** Start Material for this exercise **

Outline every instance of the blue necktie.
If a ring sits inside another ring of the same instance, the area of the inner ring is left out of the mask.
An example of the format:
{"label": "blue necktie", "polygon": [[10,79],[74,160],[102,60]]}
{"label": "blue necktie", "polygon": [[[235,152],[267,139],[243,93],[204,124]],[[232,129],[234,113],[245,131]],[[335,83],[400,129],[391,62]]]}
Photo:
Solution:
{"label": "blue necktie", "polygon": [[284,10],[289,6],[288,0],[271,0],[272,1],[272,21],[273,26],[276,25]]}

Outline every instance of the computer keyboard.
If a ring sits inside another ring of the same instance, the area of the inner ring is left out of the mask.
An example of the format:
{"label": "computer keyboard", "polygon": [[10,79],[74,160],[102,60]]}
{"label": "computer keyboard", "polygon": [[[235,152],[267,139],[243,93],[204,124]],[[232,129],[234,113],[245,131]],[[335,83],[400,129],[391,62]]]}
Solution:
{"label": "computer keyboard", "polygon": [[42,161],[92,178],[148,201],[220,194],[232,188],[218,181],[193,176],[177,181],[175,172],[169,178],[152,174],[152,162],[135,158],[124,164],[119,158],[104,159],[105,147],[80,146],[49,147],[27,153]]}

** End Material for this exercise **

**Task requirements:** Copy the lines of the records above word for word, beginning with the line containing "Outline every instance of the computer" and continuing through the end of the records.

**Written reply:**
Outline every instance of the computer keyboard.
If a ring sits inside another ring of the same instance, the area of the inner ring is left out of the mask.
An example of the format:
{"label": "computer keyboard", "polygon": [[10,79],[74,160],[102,60]]}
{"label": "computer keyboard", "polygon": [[[235,152],[267,139],[243,93],[204,124]],[[232,129],[234,113],[245,131]],[[335,83],[400,129],[391,62]]]}
Solution:
{"label": "computer keyboard", "polygon": [[42,161],[92,178],[148,201],[220,194],[232,188],[218,181],[193,176],[177,181],[175,172],[169,178],[152,174],[152,162],[135,158],[124,164],[119,158],[104,159],[105,147],[80,146],[49,147],[27,153]]}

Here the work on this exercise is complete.